Entries provided below:

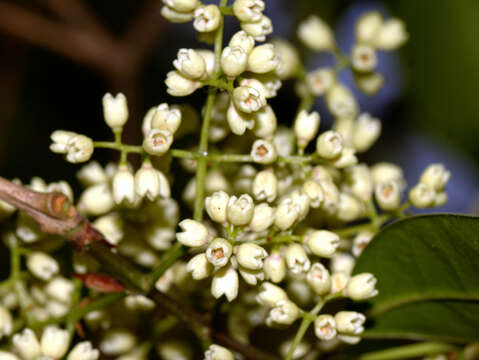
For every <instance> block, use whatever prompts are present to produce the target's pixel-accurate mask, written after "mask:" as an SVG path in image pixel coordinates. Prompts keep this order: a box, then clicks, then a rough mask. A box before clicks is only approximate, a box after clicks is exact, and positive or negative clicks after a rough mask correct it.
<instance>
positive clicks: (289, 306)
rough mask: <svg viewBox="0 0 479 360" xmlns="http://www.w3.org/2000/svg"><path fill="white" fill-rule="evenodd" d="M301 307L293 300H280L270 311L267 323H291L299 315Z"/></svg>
mask: <svg viewBox="0 0 479 360" xmlns="http://www.w3.org/2000/svg"><path fill="white" fill-rule="evenodd" d="M299 315H300V313H299V308H298V307H297V306H296V304H295V303H294V302H292V301H291V300H287V299H285V300H279V301H277V302H276V304H275V305H274V307H273V308H272V309H271V311H270V312H269V315H268V318H267V319H266V324H268V325H270V326H271V325H273V324H281V325H291V324H292V323H293V322H294V321H295V320H296V319H297V318H298V317H299Z"/></svg>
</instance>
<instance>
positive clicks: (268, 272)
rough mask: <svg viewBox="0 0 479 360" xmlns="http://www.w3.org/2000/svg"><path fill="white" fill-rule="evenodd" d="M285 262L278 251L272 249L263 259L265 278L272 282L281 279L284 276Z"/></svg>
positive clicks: (285, 275) (274, 282)
mask: <svg viewBox="0 0 479 360" xmlns="http://www.w3.org/2000/svg"><path fill="white" fill-rule="evenodd" d="M286 270H287V269H286V262H285V261H284V258H283V256H281V254H280V253H279V252H275V251H273V252H272V253H271V254H270V255H269V256H268V257H267V258H266V259H265V260H264V272H265V274H266V278H267V279H269V280H271V281H272V282H274V283H279V282H281V281H283V279H284V278H285V276H286Z"/></svg>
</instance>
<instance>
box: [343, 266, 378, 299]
mask: <svg viewBox="0 0 479 360" xmlns="http://www.w3.org/2000/svg"><path fill="white" fill-rule="evenodd" d="M376 282H377V279H376V278H375V277H374V275H373V274H370V273H362V274H359V275H355V276H353V277H352V278H351V279H350V280H349V282H348V285H346V288H345V290H344V294H345V295H346V296H348V297H350V298H351V299H353V300H366V299H369V298H372V297H374V296H376V295H377V294H378V290H377V289H376Z"/></svg>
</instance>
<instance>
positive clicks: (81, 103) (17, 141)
mask: <svg viewBox="0 0 479 360" xmlns="http://www.w3.org/2000/svg"><path fill="white" fill-rule="evenodd" d="M59 1H60V2H61V1H65V3H63V4H68V3H71V2H77V1H76V0H75V1H74V0H68V1H67V0H11V1H3V0H0V54H1V56H0V174H1V175H2V176H5V177H8V178H13V177H19V178H20V179H21V180H22V181H24V182H28V181H29V180H30V178H31V177H32V176H34V175H37V176H40V177H43V178H45V180H47V181H54V180H59V179H62V178H63V179H66V180H69V181H73V182H74V178H75V177H74V174H75V171H76V170H77V169H78V166H76V165H72V164H69V163H67V162H65V161H64V160H62V158H61V157H60V156H58V155H55V154H53V153H51V152H50V151H49V150H48V146H49V143H50V140H49V135H50V133H51V132H52V131H54V130H55V129H67V130H73V131H77V132H80V133H84V134H86V135H88V136H91V137H93V138H95V139H97V140H100V139H108V138H110V136H111V135H110V133H109V130H108V128H107V126H106V125H105V124H104V123H103V120H102V108H101V97H102V96H103V94H104V93H105V92H107V91H112V92H116V91H123V92H125V93H126V94H127V95H128V96H131V99H130V98H129V101H130V103H131V106H132V107H133V109H132V118H131V120H130V122H129V124H128V128H127V131H128V134H127V136H126V141H128V142H131V143H139V142H140V141H141V138H140V134H141V131H140V128H141V119H142V115H143V114H144V113H145V111H146V110H147V109H148V108H149V107H151V106H153V105H157V104H159V103H161V102H165V101H166V102H169V103H187V102H192V103H193V104H194V105H195V106H196V107H197V109H200V108H201V104H202V101H204V97H205V92H204V91H198V92H197V93H196V94H195V95H194V96H192V97H188V98H179V99H173V98H171V97H169V96H168V95H167V94H166V87H165V85H164V79H165V76H166V73H167V71H169V70H171V68H172V64H171V62H172V60H173V59H174V58H175V56H176V52H177V49H178V48H180V47H194V48H195V47H204V46H203V45H202V44H201V43H199V42H198V41H197V40H196V39H195V35H194V32H193V29H192V26H191V24H169V23H166V22H165V21H163V20H162V19H161V15H159V11H158V10H159V8H161V4H159V3H160V2H161V0H142V1H139V0H134V1H133V0H121V1H118V0H102V1H93V0H78V2H81V3H83V4H84V5H85V7H86V8H88V9H89V10H90V11H91V14H94V16H95V17H96V18H97V20H98V21H99V22H100V23H101V24H102V27H103V29H107V30H108V32H109V33H110V34H111V35H112V36H115V37H120V36H122V34H125V33H127V32H128V29H130V28H133V27H134V26H135V22H136V20H137V19H139V18H141V16H143V15H144V13H145V11H147V12H148V11H149V10H148V9H149V7H151V8H152V9H156V10H155V11H156V12H150V17H149V18H148V22H149V27H148V26H145V28H143V29H142V28H141V27H139V32H138V33H136V34H133V35H135V36H134V37H133V40H132V43H133V44H140V43H141V42H142V41H143V42H146V40H148V43H147V44H145V47H146V49H143V50H142V51H143V52H144V54H143V55H142V56H141V59H139V60H138V62H137V63H135V64H134V66H135V71H130V72H129V71H128V69H127V70H125V69H123V68H122V67H121V63H122V60H123V58H124V56H125V54H127V53H128V51H130V50H129V49H130V48H124V49H122V51H118V52H114V51H111V53H110V52H109V50H108V49H106V48H105V47H101V44H100V45H98V46H100V47H101V48H100V49H97V50H101V51H103V53H106V55H105V56H103V58H102V61H103V63H102V64H101V65H98V64H91V63H88V61H84V59H83V58H81V57H80V58H74V57H72V56H68V55H65V53H64V52H62V51H58V50H55V49H53V50H52V48H51V46H46V45H44V44H42V43H39V42H38V41H36V40H34V39H35V38H36V37H37V35H38V36H40V37H41V36H42V35H45V34H44V33H43V31H42V28H41V27H40V26H38V24H36V23H35V22H32V21H31V19H29V18H28V17H27V18H23V17H22V16H23V15H22V13H18V12H12V11H11V10H12V6H13V7H14V8H18V9H22V10H27V11H28V12H29V13H32V14H35V16H40V17H41V18H42V19H46V20H48V21H51V22H55V23H56V24H59V25H60V26H58V27H57V28H58V29H55V30H54V31H53V34H54V38H55V40H56V36H58V38H59V40H58V43H57V44H61V43H62V42H65V41H64V39H63V40H62V41H61V40H60V39H61V38H64V37H65V36H64V35H65V34H67V32H63V30H62V26H64V25H65V20H64V19H62V18H61V16H58V14H57V13H55V11H53V10H52V9H53V7H52V6H55V5H54V4H55V3H56V4H57V5H58V3H59ZM265 2H266V9H267V10H266V14H267V15H269V16H270V17H271V18H272V20H273V24H274V26H275V33H276V34H277V35H280V36H284V37H286V38H288V39H290V40H292V41H297V40H296V36H295V27H296V24H297V23H298V22H299V21H300V20H302V19H304V18H305V17H306V16H307V15H309V14H311V13H314V14H317V15H319V16H320V17H322V18H324V19H325V20H326V21H327V22H329V23H330V24H331V25H332V26H333V27H334V29H335V31H336V32H337V34H338V39H339V40H338V41H339V43H340V46H341V47H342V48H343V50H344V51H347V50H348V47H347V46H348V45H347V44H348V41H349V42H350V41H351V39H352V37H353V32H352V31H353V29H354V21H355V19H357V18H358V16H359V15H360V14H361V12H362V11H365V10H370V9H379V10H380V11H382V12H384V13H386V14H389V15H392V16H397V17H399V18H401V19H403V20H404V21H405V23H406V26H407V29H408V31H409V33H410V40H409V42H408V43H407V44H406V45H405V46H404V47H403V48H401V50H400V51H399V52H396V53H395V54H394V55H392V56H389V55H388V57H384V63H383V64H382V65H381V66H382V68H381V71H382V72H383V75H384V76H385V77H386V81H387V83H386V86H385V88H384V89H383V90H381V93H380V94H379V96H378V97H377V98H376V99H369V98H367V97H365V96H360V101H361V107H362V109H363V110H367V111H371V112H372V114H373V115H376V116H379V117H381V119H382V120H383V131H384V134H383V137H382V138H381V139H380V141H379V143H378V144H377V145H376V146H375V147H373V148H372V150H370V151H369V152H368V153H367V154H366V155H365V156H364V157H363V158H362V159H364V160H367V161H372V162H375V161H384V160H390V161H394V162H396V163H398V164H400V165H402V166H404V168H405V170H406V178H407V180H408V182H409V184H410V185H413V184H414V183H415V181H417V178H418V176H419V174H420V171H422V169H423V168H425V166H426V165H427V164H428V163H430V162H435V161H442V162H445V163H446V165H447V166H448V167H449V168H450V169H451V170H452V174H453V175H452V180H451V183H450V187H449V189H450V191H449V194H450V202H449V204H448V205H446V206H445V207H444V208H442V209H440V210H441V211H452V212H461V213H468V212H471V211H473V209H474V207H475V198H476V193H477V190H478V189H479V178H478V171H477V166H478V164H479V140H478V139H479V121H478V120H477V117H478V114H479V101H478V99H477V97H478V94H479V70H478V65H479V41H478V36H479V2H478V1H477V0H455V1H451V0H438V1H434V2H432V1H428V0H416V1H377V2H371V1H367V2H366V1H347V0H321V1H311V0H295V1H291V0H266V1H265ZM52 4H53V5H52ZM158 4H159V5H158ZM70 9H71V8H70ZM21 15H22V16H21ZM67 25H71V27H72V28H73V29H76V28H77V25H78V24H76V23H73V24H67ZM147 25H148V24H147ZM228 25H230V26H228V27H227V30H228V32H229V33H233V32H234V31H235V30H236V26H237V25H236V23H234V22H231V24H228ZM65 28H67V27H66V25H65ZM18 29H22V30H21V31H20V32H19V31H18ZM68 29H70V27H68ZM68 29H67V30H66V31H70V30H68ZM140 30H141V31H140ZM22 31H23V32H22ZM29 33H30V34H31V33H33V35H32V36H33V40H32V38H31V37H29V36H26V35H25V34H27V35H28V34H29ZM39 34H40V35H39ZM92 38H93V40H96V39H95V38H94V36H92V37H90V38H88V40H92ZM51 39H52V38H51V36H50V39H49V40H51ZM145 39H146V40H145ZM50 42H51V41H50ZM65 45H66V46H67V47H68V48H69V51H71V52H72V53H74V52H75V47H76V44H75V43H69V42H68V40H67V41H66V43H65ZM59 46H60V45H59ZM72 49H73V50H72ZM132 49H134V47H132ZM90 50H91V52H95V48H94V47H92V48H91V49H90ZM90 50H88V51H87V52H86V54H87V55H88V54H89V51H90ZM304 54H306V58H305V59H307V63H308V64H309V65H310V66H311V68H314V67H315V66H318V64H320V63H321V61H322V60H321V59H320V58H318V57H317V56H312V55H311V54H309V55H308V53H306V52H304ZM385 56H386V55H385ZM118 64H120V65H118ZM117 68H118V69H120V70H118V71H116V70H115V69H117ZM123 70H125V71H124V72H123V73H122V71H123ZM343 75H344V81H346V82H347V81H348V74H343ZM388 80H389V81H388ZM293 85H294V84H293V83H289V82H286V83H285V84H284V85H283V89H282V91H280V96H279V97H278V98H277V99H275V101H274V102H273V107H274V109H275V111H276V113H277V114H279V115H278V118H279V121H280V122H281V123H284V124H291V123H292V121H293V114H294V112H295V108H296V105H297V100H296V99H295V98H294V93H293ZM351 86H352V85H351ZM293 99H294V100H293ZM317 106H319V109H320V112H321V115H322V116H323V115H326V114H324V113H325V111H324V109H322V107H321V104H320V102H319V103H318V104H317ZM324 117H326V116H324ZM325 123H327V121H326V122H324V121H323V124H325ZM95 156H96V157H97V159H99V160H100V161H101V162H103V163H105V162H107V161H109V160H113V159H112V158H109V156H114V155H112V154H110V153H109V152H102V151H98V152H97V153H96V155H95Z"/></svg>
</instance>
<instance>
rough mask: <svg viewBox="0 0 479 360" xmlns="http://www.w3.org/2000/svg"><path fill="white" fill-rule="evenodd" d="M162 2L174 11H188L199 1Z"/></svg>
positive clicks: (190, 9) (194, 8)
mask: <svg viewBox="0 0 479 360" xmlns="http://www.w3.org/2000/svg"><path fill="white" fill-rule="evenodd" d="M163 3H164V4H165V5H168V6H169V7H170V8H171V9H173V10H175V11H178V12H183V13H188V12H191V11H193V10H194V9H196V7H197V6H198V5H199V3H200V2H199V1H198V0H163Z"/></svg>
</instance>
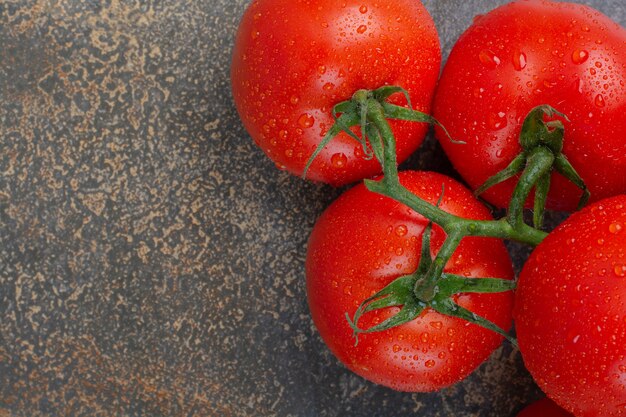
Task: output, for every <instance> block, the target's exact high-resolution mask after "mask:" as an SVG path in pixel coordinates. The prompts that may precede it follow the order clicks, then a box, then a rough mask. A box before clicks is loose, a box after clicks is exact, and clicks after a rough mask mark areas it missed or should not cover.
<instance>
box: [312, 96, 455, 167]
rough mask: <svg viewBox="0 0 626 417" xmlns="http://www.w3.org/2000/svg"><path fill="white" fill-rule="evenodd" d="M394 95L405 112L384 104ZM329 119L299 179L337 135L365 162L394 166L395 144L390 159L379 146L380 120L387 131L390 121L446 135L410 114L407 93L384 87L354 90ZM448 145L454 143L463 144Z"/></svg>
mask: <svg viewBox="0 0 626 417" xmlns="http://www.w3.org/2000/svg"><path fill="white" fill-rule="evenodd" d="M396 93H401V94H403V95H404V97H405V98H406V100H407V103H408V105H409V107H408V108H407V107H402V106H396V105H394V104H391V103H388V102H387V99H388V98H389V97H391V96H392V95H393V94H396ZM332 115H333V119H334V120H335V123H334V124H333V126H332V127H331V128H330V129H329V130H328V132H327V133H326V135H325V136H324V138H323V139H322V141H321V142H320V144H319V145H318V147H317V149H315V152H313V154H312V155H311V157H310V158H309V160H308V162H307V164H306V166H305V167H304V172H303V173H302V178H305V177H306V173H307V171H308V170H309V168H310V166H311V164H312V163H313V161H314V160H315V158H316V157H317V156H318V155H319V153H320V152H321V151H322V149H324V147H326V145H327V144H328V143H329V142H330V141H331V140H332V139H333V138H334V137H335V136H337V135H338V134H339V133H340V132H344V133H346V134H347V135H349V136H350V137H351V138H353V139H354V140H356V141H357V142H359V143H360V144H361V146H362V148H363V155H364V157H365V159H371V158H373V157H376V159H377V160H378V161H379V162H380V164H381V165H382V166H383V168H384V166H385V163H388V164H396V155H395V142H394V145H393V155H391V153H390V152H386V148H385V147H384V146H383V137H382V134H383V133H382V132H380V130H379V128H380V127H381V124H383V120H384V123H385V124H387V128H389V126H388V123H386V121H387V120H391V119H395V120H405V121H409V122H419V123H430V124H435V125H437V126H439V127H441V128H442V129H443V130H444V132H446V134H447V135H448V132H447V131H446V130H445V128H444V127H443V126H442V125H441V124H440V123H439V122H438V121H437V120H435V119H434V118H433V117H432V116H430V115H428V114H426V113H422V112H419V111H416V110H413V108H412V106H411V98H410V97H409V93H408V92H407V91H406V90H404V89H403V88H400V87H394V86H384V87H381V88H378V89H376V90H358V91H357V92H356V93H354V94H353V95H352V98H351V99H350V100H347V101H343V102H341V103H339V104H337V105H335V106H334V107H333V110H332ZM355 126H358V127H360V133H361V135H360V136H358V135H357V134H355V133H354V132H353V131H352V129H351V128H352V127H355ZM390 132H391V130H390V129H389V132H385V133H390ZM392 135H393V134H392ZM448 137H450V135H448ZM450 140H452V138H450ZM452 141H453V142H455V143H463V142H457V141H454V140H452Z"/></svg>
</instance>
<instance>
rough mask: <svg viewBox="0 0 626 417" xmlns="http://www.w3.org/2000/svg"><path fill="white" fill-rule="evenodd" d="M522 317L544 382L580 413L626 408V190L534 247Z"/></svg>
mask: <svg viewBox="0 0 626 417" xmlns="http://www.w3.org/2000/svg"><path fill="white" fill-rule="evenodd" d="M514 317H515V324H516V330H517V337H518V341H519V347H520V351H521V353H522V357H523V359H524V363H525V364H526V367H527V368H528V370H529V371H530V373H531V374H532V376H533V378H534V379H535V381H536V382H537V384H538V385H539V387H540V388H541V389H542V390H543V391H544V392H545V393H546V394H547V395H548V396H549V397H550V398H552V399H553V400H554V401H555V402H556V403H557V404H559V405H560V406H561V407H563V408H564V409H566V410H568V411H570V412H572V413H573V414H574V415H575V416H577V417H612V416H621V415H624V413H626V409H625V406H626V385H625V384H626V196H624V195H620V196H617V197H612V198H609V199H605V200H602V201H600V202H597V203H595V204H593V205H591V206H588V207H586V208H584V209H583V210H582V211H580V212H577V213H575V214H573V215H572V216H571V217H570V218H568V219H567V220H566V221H565V222H564V223H563V224H561V225H560V226H559V227H558V228H557V229H555V230H554V231H553V232H552V233H550V234H549V235H548V237H547V238H546V239H545V240H544V241H543V242H542V243H541V244H540V245H539V246H537V248H536V249H535V250H534V252H533V253H532V255H531V256H530V258H529V259H528V261H527V262H526V264H525V265H524V268H523V270H522V272H521V275H520V278H519V282H518V287H517V290H516V293H515V310H514Z"/></svg>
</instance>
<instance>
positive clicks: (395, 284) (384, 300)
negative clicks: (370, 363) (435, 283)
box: [346, 223, 517, 346]
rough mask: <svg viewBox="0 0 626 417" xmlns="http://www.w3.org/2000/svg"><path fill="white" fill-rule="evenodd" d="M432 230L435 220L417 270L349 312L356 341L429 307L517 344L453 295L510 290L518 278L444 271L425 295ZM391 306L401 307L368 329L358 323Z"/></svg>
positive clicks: (427, 226) (424, 235) (428, 263)
mask: <svg viewBox="0 0 626 417" xmlns="http://www.w3.org/2000/svg"><path fill="white" fill-rule="evenodd" d="M431 231H432V223H429V224H428V226H427V227H426V229H425V230H424V233H423V235H422V251H421V252H422V253H421V257H420V264H419V266H418V269H417V271H415V272H414V273H413V274H409V275H404V276H401V277H399V278H396V279H395V280H394V281H392V282H391V283H390V284H389V285H387V286H386V287H385V288H383V289H382V290H380V291H379V292H377V293H376V294H374V295H372V296H371V297H369V298H368V299H366V300H365V301H363V302H362V303H361V305H360V306H359V307H358V308H357V310H356V312H355V313H354V316H353V317H352V318H351V317H350V316H349V315H348V313H346V319H347V320H348V323H349V324H350V327H351V328H352V330H353V332H354V337H355V344H358V341H359V339H358V337H359V334H361V333H372V332H379V331H383V330H387V329H390V328H392V327H396V326H400V325H402V324H405V323H407V322H410V321H412V320H414V319H416V318H417V317H418V316H419V315H420V314H422V312H424V310H426V309H427V308H431V309H433V310H436V311H437V312H439V313H441V314H444V315H447V316H452V317H458V318H461V319H463V320H466V321H468V322H470V323H474V324H476V325H479V326H482V327H484V328H486V329H488V330H491V331H494V332H496V333H498V334H499V335H501V336H503V337H505V338H506V339H507V340H509V341H510V342H511V343H512V344H513V345H514V346H517V342H516V340H515V339H514V338H513V337H511V336H510V335H509V334H508V333H506V332H505V331H504V330H502V329H501V328H500V327H498V326H497V325H496V324H495V323H493V322H491V321H489V320H487V319H485V318H484V317H481V316H479V315H477V314H475V313H473V312H471V311H469V310H467V309H466V308H464V307H461V306H460V305H458V304H457V303H456V302H455V301H454V299H453V297H454V295H456V294H460V293H497V292H505V291H511V290H513V289H514V288H515V281H512V280H507V279H500V278H467V277H462V276H459V275H453V274H447V273H441V275H440V278H439V279H438V280H437V282H436V285H435V286H434V287H432V291H428V292H429V293H431V296H429V297H423V293H424V289H425V288H428V284H427V282H428V281H429V280H428V278H427V277H428V271H429V270H430V269H431V267H432V265H433V259H432V258H431V256H430V234H431ZM389 307H402V308H401V309H400V311H399V312H398V313H396V314H394V315H393V316H391V317H389V318H388V319H386V320H385V321H383V322H382V323H379V324H376V325H374V326H371V327H369V328H367V329H363V328H361V327H359V320H360V318H361V317H362V316H363V315H364V314H367V313H369V312H372V311H375V310H379V309H386V308H389Z"/></svg>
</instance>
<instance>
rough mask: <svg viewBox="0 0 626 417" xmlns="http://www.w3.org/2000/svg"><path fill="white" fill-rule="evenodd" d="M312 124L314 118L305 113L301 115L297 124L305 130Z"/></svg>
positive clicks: (300, 115) (313, 121)
mask: <svg viewBox="0 0 626 417" xmlns="http://www.w3.org/2000/svg"><path fill="white" fill-rule="evenodd" d="M313 123H315V118H313V116H311V115H310V114H307V113H303V114H301V115H300V118H299V119H298V124H299V125H300V126H302V127H303V128H305V129H306V128H309V127H311V126H313Z"/></svg>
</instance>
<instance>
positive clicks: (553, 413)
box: [517, 398, 573, 417]
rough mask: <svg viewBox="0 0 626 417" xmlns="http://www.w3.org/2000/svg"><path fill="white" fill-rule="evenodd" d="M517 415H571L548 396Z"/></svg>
mask: <svg viewBox="0 0 626 417" xmlns="http://www.w3.org/2000/svg"><path fill="white" fill-rule="evenodd" d="M517 417H573V416H572V415H571V414H570V413H568V412H567V411H565V410H563V409H562V408H561V407H559V406H558V405H556V404H555V403H554V402H553V401H552V400H550V399H549V398H544V399H542V400H539V401H537V402H535V403H533V404H531V405H529V406H528V407H526V408H525V409H524V410H522V412H521V413H519V414H518V415H517Z"/></svg>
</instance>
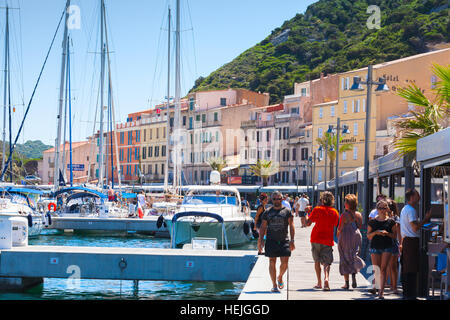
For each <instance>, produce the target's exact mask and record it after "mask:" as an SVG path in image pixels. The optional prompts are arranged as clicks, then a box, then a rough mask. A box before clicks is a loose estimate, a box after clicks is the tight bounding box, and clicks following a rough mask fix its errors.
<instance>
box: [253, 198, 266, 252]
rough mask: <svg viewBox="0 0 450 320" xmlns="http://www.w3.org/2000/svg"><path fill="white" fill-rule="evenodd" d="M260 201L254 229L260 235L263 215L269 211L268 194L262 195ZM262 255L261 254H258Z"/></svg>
mask: <svg viewBox="0 0 450 320" xmlns="http://www.w3.org/2000/svg"><path fill="white" fill-rule="evenodd" d="M259 201H260V205H259V206H258V208H256V215H255V226H254V227H253V229H254V230H256V231H258V233H259V229H260V228H261V223H262V219H261V217H262V214H263V212H264V211H266V209H267V203H268V202H269V197H268V196H267V194H266V193H261V194H260V196H259ZM258 253H261V252H258Z"/></svg>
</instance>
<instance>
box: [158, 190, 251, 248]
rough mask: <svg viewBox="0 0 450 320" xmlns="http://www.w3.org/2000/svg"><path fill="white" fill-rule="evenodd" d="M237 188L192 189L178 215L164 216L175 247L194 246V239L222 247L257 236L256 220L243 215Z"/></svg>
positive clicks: (172, 214)
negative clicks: (201, 240) (254, 231)
mask: <svg viewBox="0 0 450 320" xmlns="http://www.w3.org/2000/svg"><path fill="white" fill-rule="evenodd" d="M240 199H241V198H240V194H239V191H238V190H237V188H235V187H231V186H220V185H211V186H192V187H189V188H188V191H187V192H186V195H185V196H184V199H183V202H182V204H181V205H180V207H179V209H178V210H177V212H176V214H172V215H166V216H164V219H165V222H166V224H167V228H168V230H169V231H170V234H171V239H172V247H176V246H181V245H184V244H187V243H191V240H192V239H193V238H215V239H217V245H218V246H222V247H228V246H236V245H241V244H244V243H247V242H249V241H251V240H252V239H253V238H254V237H255V236H256V234H254V233H253V232H252V230H253V223H254V222H253V218H252V217H251V216H250V215H249V214H248V212H246V211H244V209H243V208H242V205H241V201H240Z"/></svg>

End of Entries provided.

Leaving out every picture, repeat exactly the lines of the records from the start through the line that has "positive clicks: (289, 306)".

=== Response for this exercise ===
For every <instance> block, use whatever prompts are present to produce the target's pixel-accurate mask, written after "mask:" as an SVG path in image pixel coordinates. Prompts keep this order: a box, then clicks, then a rough mask. A box before clicks is only approximate, a box after clicks is exact, and positive or negative clicks after a rough mask correct it.
<instance>
positive clicks: (289, 306)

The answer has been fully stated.